What is expected: Return every record verbatim.

Entries provided:
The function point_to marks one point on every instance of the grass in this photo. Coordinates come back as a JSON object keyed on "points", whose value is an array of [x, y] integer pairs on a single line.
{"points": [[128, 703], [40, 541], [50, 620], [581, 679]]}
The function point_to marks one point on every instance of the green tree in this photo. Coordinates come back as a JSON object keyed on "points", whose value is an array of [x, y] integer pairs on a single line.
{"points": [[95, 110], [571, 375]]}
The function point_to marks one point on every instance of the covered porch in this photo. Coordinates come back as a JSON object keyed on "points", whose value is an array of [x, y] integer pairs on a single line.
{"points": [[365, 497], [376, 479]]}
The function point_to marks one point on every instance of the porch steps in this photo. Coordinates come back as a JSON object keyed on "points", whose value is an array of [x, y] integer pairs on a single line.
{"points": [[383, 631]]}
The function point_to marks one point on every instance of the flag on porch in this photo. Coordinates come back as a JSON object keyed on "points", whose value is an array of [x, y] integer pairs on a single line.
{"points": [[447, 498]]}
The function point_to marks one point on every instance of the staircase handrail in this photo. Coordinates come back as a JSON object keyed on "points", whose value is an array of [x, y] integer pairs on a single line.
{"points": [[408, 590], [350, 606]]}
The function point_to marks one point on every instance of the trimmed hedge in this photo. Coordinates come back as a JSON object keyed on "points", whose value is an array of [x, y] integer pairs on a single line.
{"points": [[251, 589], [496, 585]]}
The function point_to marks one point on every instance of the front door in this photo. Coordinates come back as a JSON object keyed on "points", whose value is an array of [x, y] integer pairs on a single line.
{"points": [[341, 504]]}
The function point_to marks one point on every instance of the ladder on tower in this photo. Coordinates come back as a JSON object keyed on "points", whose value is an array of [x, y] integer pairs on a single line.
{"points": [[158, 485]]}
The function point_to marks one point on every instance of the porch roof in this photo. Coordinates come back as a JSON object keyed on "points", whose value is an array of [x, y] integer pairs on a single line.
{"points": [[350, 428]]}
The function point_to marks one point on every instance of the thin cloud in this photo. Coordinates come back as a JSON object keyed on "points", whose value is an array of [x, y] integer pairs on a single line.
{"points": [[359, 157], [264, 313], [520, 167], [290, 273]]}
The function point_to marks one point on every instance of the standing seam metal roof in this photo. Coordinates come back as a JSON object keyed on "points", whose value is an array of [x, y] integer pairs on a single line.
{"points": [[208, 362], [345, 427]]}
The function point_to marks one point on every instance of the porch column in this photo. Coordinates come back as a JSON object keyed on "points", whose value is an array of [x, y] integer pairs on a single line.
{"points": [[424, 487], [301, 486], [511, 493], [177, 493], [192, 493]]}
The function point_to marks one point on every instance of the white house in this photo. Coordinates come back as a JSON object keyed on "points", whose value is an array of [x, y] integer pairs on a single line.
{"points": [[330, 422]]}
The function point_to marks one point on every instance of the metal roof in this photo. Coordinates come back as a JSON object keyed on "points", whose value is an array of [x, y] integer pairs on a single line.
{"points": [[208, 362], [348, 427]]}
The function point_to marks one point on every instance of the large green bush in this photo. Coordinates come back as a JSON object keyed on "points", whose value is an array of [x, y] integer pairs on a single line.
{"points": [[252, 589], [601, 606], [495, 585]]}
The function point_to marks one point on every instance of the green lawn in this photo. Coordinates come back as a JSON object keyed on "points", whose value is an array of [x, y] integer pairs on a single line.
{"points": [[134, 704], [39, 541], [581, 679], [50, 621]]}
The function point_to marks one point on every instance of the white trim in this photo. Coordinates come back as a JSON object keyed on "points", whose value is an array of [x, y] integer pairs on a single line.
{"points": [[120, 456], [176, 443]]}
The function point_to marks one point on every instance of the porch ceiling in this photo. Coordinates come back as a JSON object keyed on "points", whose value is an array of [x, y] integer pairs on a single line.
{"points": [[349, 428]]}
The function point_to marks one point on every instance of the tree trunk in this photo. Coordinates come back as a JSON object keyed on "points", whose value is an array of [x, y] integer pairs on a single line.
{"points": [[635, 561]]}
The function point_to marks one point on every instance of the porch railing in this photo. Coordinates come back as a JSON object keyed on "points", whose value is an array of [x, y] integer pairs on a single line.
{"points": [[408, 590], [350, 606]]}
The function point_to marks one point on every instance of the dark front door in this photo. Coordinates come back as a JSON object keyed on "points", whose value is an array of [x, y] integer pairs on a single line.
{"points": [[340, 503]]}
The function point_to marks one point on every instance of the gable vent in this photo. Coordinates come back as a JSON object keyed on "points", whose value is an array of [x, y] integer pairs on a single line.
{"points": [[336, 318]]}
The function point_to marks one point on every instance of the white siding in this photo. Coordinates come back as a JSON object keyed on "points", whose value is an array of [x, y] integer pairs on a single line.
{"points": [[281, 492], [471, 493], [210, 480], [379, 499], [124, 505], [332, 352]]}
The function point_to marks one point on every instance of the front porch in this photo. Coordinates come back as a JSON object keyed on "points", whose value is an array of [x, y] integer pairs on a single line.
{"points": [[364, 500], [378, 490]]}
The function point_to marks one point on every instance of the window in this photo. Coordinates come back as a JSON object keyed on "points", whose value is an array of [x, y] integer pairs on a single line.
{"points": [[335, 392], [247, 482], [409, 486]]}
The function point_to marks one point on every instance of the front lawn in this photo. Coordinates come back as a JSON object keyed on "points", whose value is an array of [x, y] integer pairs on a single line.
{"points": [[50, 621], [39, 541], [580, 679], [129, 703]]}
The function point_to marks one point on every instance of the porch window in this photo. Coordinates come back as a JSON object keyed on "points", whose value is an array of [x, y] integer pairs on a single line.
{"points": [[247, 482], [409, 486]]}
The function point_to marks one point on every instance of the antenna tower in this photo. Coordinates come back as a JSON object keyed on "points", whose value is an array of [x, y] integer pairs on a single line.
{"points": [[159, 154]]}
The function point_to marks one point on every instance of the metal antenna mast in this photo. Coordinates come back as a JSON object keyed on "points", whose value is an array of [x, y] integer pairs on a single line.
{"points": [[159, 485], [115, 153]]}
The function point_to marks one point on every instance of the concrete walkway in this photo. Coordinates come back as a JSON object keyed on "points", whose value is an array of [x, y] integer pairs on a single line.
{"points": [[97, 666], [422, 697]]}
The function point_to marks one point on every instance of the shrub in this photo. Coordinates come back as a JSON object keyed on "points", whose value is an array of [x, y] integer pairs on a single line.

Problem solution:
The function point_to marks one point on every instance of the grass in this photo. Coordinates come back as a JSON object keyed on "points", whose value is an array of [x, y] integer pairs on a single line.
{"points": [[128, 703], [40, 541], [50, 620], [581, 679]]}
The function point_to marks one point on every instance of the green tree in this photo. Coordinates come back as a JSON object keyed on "points", whose value is an array of [x, y] integer pairs on a single line.
{"points": [[95, 110], [571, 375]]}
The function point_to marks one point on every instance of the covered porch in this photo. Coordinates come back as a JSON object keyed on "points", whose value is an array of [x, y] integer pairs on a single line.
{"points": [[365, 497], [376, 479]]}
The function point_to marks one point on every instance of the porch steps in this photo. Coordinates come back as a JSON object keyed on "points", whose value is an array of [x, y] integer pairs on a single line.
{"points": [[383, 631]]}
The function point_to marks one point on every instance of the flag on porch in this photo. Coordinates come back as a JSON object keyed on "points", whose value is an array of [x, y] integer pairs on a single line.
{"points": [[447, 498]]}
The function point_to marks one point on every instance of the staircase handrail in this photo. Coordinates come back as a JSON object keyed on "points", whose value is an array of [x, y] integer pairs on a single line.
{"points": [[408, 590], [350, 606]]}
The function point_to marks one point on every instance of the trimmed hedge in this photo. Coordinates come back as a JSON object keyed on "points", whose value is an array of [x, y] integer pairs on a single line.
{"points": [[251, 589], [496, 585]]}
The function point_to marks one point on every instance of the front door in this photo. Coordinates come back as a JSON object keyed on "points", whose value is an array of [x, y] integer pairs on a single line.
{"points": [[341, 504]]}
The function point_to marks one point on every instance of the ladder on tower in this photo. Coordinates come back as a JSON object keyed on "points", whose value is an array of [x, y] integer pairs on a single line.
{"points": [[158, 485]]}
The function point_to marks one point on every instance of the porch roof in this photo. Coordinates come back as a JSON object keyed on "points", whose value is an array of [x, y] integer pairs on a single line.
{"points": [[350, 428]]}
The function point_to marks one point on every instance of the thin cloud in this photo. Coordinates come back as a JSON object keyed on "points", whose value is an array of [x, y] integer pairs on a single line.
{"points": [[359, 157], [264, 313], [520, 167], [290, 273]]}
The function point_to marks one point on every instance of the standing seam metal roof in this photo. Coordinates come back as a JSON object keyed on "points", whose value is an array of [x, y] integer pairs on a single line.
{"points": [[208, 362], [345, 427]]}
The function point_to marks one point on every instance of the porch column in this photo. Coordinates come back as a JSON object keyed on "points", whose value is an array of [x, y] integer pairs on a single line.
{"points": [[424, 487], [301, 486], [511, 493], [177, 493], [192, 493]]}
The function point_to marks one point on every instance of the white house in this photo. Coordinates come back as a JSON object keyed on "points", whose value is an array of [x, y] integer pairs on a single line.
{"points": [[330, 422]]}
The function point_to marks one point on every instance of the metal roof in this photo. Coordinates come back as a JSON object keyed on "points", whose value is an array of [x, y] integer pairs on a single line.
{"points": [[208, 362], [348, 427]]}
The function point_to marks one point on every instance of the large green bush in this photo. Coordinates come back as a JSON object keyed on "points", whose value is an array of [x, y] integer pairs on a single line.
{"points": [[252, 589], [601, 606], [495, 585]]}
The function point_to marks one point on every instance of the green lawn in this photo. Coordinates come back as a JSON object keyed on "points", whose value is an array of [x, y] integer pairs on a single line.
{"points": [[134, 704], [39, 541], [581, 679], [50, 621]]}
The function point_to marks one point on every instance of the white trim in this photo. Coordinates come back as a JSON object keyed on "points", whose value is an array of [x, y] integer pairs on a single line.
{"points": [[120, 456], [176, 443]]}
The function point_to marks one point on every instance of the porch ceiling in this photo. Coordinates come back as a JSON object keyed on "points", whose value is an array of [x, y] integer pairs on a single line.
{"points": [[349, 428]]}
The function point_to marks one point on every instance of the tree trunk in this photo. Coordinates come back as a JSON object keyed on "points", whose value is an array of [x, y] integer pairs on a single line.
{"points": [[635, 561]]}
The function point_to marks one point on every instance of the porch railing in this photo. Coordinates come back as a JSON object keyed on "points", whose value is an array of [x, y] integer pairs on a single line.
{"points": [[408, 590], [350, 606]]}
The function point_to marks one point on every instance of the dark front door in this photo. Coordinates come back as a JSON object keyed on "points", whose value is an array of [x, y] integer pairs on a single line.
{"points": [[340, 503]]}
The function point_to marks one point on every instance of the gable vent in this photo. Coordinates come back as a JSON object keyed on "points", whose value is an array of [x, y] integer pairs on a single line.
{"points": [[336, 318]]}
The function point_to marks one point on every instance of the white siding in this photo. Coordinates come back as a JSON object keyed on "points", whose value is an array of [x, y] integer pairs on a single line.
{"points": [[281, 492], [471, 493], [210, 480], [379, 499], [124, 505], [332, 352]]}
The function point_to marks one point on every instance of the front porch in this photo. Coordinates come back as a JSON object keyed on "points", whose value is an array of [x, y] integer pairs on a single line.
{"points": [[364, 500], [378, 490]]}
The function point_to marks one point on every instance of the window in this photo. Coordinates come back as a JSON object keyed on "points", whose value is an array of [x, y] integer pairs on a single line.
{"points": [[335, 392], [247, 482], [409, 486]]}
The function point_to marks one point on every instance of the front lawn in this photo. Coordinates come back as a JSON object keyed on "points", whose value is an array of [x, y] integer pairs on a single line.
{"points": [[50, 621], [39, 541], [580, 679], [129, 703]]}
The function point_to marks one point on every instance of the porch window in this photo. Coordinates come back as a JSON object keyed on "points", whose value is an array of [x, y] integer pairs on a single line.
{"points": [[247, 482], [409, 486]]}
The function point_to marks one point on every instance of the antenna tower in this photo. Coordinates come back as a JSON object keyed on "points", whose value is an array of [x, y] integer pairs on a single line.
{"points": [[159, 154]]}
The function point_to marks one point on every instance of the metal antenna mast in this photo. Coordinates come back as a JSON object keyed on "points", whose value is an array of [x, y] integer pairs on a single line.
{"points": [[159, 485], [115, 153]]}
The function point_to marks one point on every instance of the concrete walkway in this photo. Coordinates come back as a JSON object keyed on "points", whose value is an array of [x, y] integer pairs on a single line.
{"points": [[97, 666], [422, 697]]}
The function point_to marks one point on every instance of the shrub in this photo. Coordinates come back as a JSON object keyed on "points", whose value is an array of [x, y] integer pairs on a single line.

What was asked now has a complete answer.